⟨

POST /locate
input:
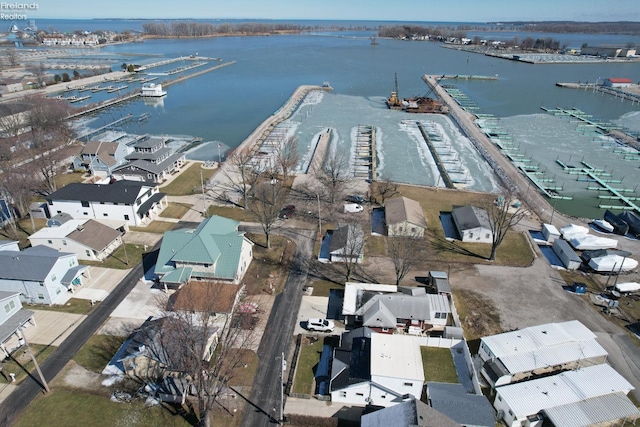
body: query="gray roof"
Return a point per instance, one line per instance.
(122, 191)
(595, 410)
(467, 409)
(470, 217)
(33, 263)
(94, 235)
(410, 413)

⟩

• Work required: Could the listing above be printed again in full, with every picture omitted?

• Answer to the exercise:
POST /locate
input:
body: query="gray roof"
Return a point per instance, one line per instance.
(122, 191)
(595, 410)
(467, 409)
(470, 217)
(33, 263)
(94, 235)
(410, 413)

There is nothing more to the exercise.